» Exercise description
Search the records for the word "clicks" and pick out every line that has it.

[Collected data]
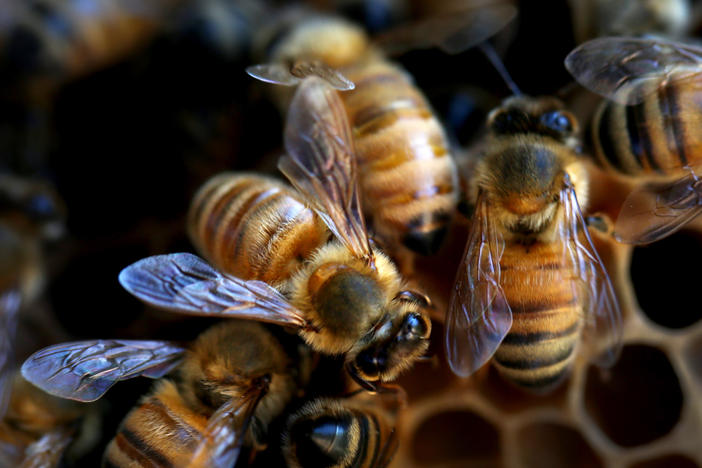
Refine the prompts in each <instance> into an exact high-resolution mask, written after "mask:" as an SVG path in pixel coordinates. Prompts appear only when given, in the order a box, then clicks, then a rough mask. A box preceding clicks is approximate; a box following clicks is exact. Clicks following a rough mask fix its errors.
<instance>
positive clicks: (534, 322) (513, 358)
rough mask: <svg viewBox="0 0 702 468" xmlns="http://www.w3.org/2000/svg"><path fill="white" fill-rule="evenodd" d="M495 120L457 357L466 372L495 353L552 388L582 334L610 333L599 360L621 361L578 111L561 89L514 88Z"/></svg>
mask: <svg viewBox="0 0 702 468" xmlns="http://www.w3.org/2000/svg"><path fill="white" fill-rule="evenodd" d="M487 125H488V136H487V140H486V141H485V144H484V148H483V152H482V154H481V156H480V159H479V160H478V162H477V164H476V167H475V173H474V175H473V179H472V180H471V188H470V191H471V193H470V196H471V201H472V202H473V203H474V205H475V212H474V215H473V221H472V226H471V232H470V234H469V238H468V242H467V245H466V249H465V253H464V257H463V260H462V262H461V265H460V266H459V270H458V273H457V275H456V281H455V284H454V287H453V291H452V295H451V298H450V303H449V310H448V316H447V322H446V335H445V340H446V347H447V355H448V360H449V364H450V365H451V368H452V369H453V371H454V372H455V373H456V374H458V375H460V376H463V377H465V376H468V375H470V374H471V373H473V372H474V371H476V370H477V369H478V368H479V367H481V366H482V365H483V364H484V363H485V362H486V361H487V360H488V359H489V358H490V357H493V355H494V359H493V363H494V365H495V367H496V368H497V370H498V371H499V372H500V374H501V375H502V376H503V377H505V378H506V379H507V380H508V381H510V382H512V383H514V384H516V385H517V386H519V387H522V388H525V389H530V390H534V391H546V390H548V389H550V388H552V387H553V386H555V385H557V384H558V383H559V382H560V381H562V379H563V378H564V377H565V376H566V375H567V373H568V370H569V367H570V365H571V364H572V362H573V360H574V359H575V356H576V351H577V349H578V347H579V343H580V341H581V336H582V335H583V334H584V333H588V332H594V333H593V334H594V335H595V336H594V337H597V338H604V339H605V340H606V345H607V346H606V349H605V351H604V352H603V353H598V355H597V356H596V360H597V361H598V362H599V363H600V364H603V365H607V364H609V363H611V362H612V361H613V360H614V359H615V358H616V356H617V352H618V346H619V342H620V337H621V316H620V311H619V308H618V305H617V301H616V298H615V296H614V292H613V289H612V285H611V283H610V281H609V277H608V276H607V272H606V271H605V269H604V267H603V265H602V262H601V261H600V258H599V256H598V255H597V251H596V250H595V248H594V246H593V245H592V241H591V240H590V237H589V233H588V228H587V226H586V225H585V221H584V219H583V216H582V213H581V211H580V204H579V203H580V202H582V203H583V204H585V203H586V202H587V196H588V180H587V174H586V170H585V168H584V165H583V163H582V161H581V160H580V158H579V156H578V154H577V153H578V145H579V142H578V138H577V136H576V135H577V130H578V125H577V122H576V120H575V118H574V117H573V116H572V114H570V113H569V112H567V111H566V110H565V109H564V108H563V104H562V103H560V101H558V100H557V99H555V98H550V97H540V98H531V97H526V96H513V97H511V98H508V99H506V100H505V101H504V102H503V104H502V105H501V106H500V107H498V108H496V109H494V110H493V111H492V112H491V113H490V115H489V118H488V124H487ZM590 336H592V335H590ZM594 337H593V338H594Z"/></svg>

» Response
Refine the prompts in each <instance> into an exact high-resolution mask, written after "mask:" as an SVG path in pixel coordinates. Prompts appear only when given, in the order a box, then clicks, then a rough mask. A box preceding clicks is approximate; a box following clicks is exact. Clicks following a rough mask fix its errors.
positive clicks: (534, 322) (513, 358)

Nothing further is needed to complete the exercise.